**TASK DETAILS:** Return each line from the entries below that contains the word "hair".

**GIVEN DATA:**
START

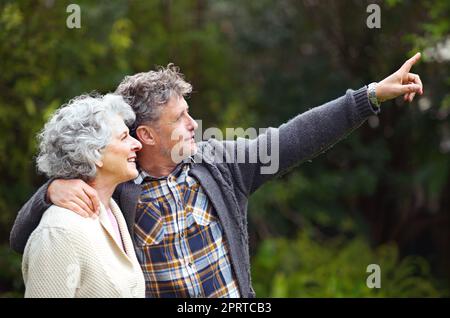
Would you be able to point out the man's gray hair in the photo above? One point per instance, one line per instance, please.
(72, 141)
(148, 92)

END
START

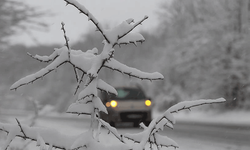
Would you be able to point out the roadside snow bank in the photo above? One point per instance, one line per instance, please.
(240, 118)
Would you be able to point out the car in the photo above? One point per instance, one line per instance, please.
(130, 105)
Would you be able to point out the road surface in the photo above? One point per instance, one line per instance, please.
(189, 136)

END

**EXERCISE SOLUTION:**
Would you be able to point out the man's gray hair in the photo above? One point per instance, one line per instance, please.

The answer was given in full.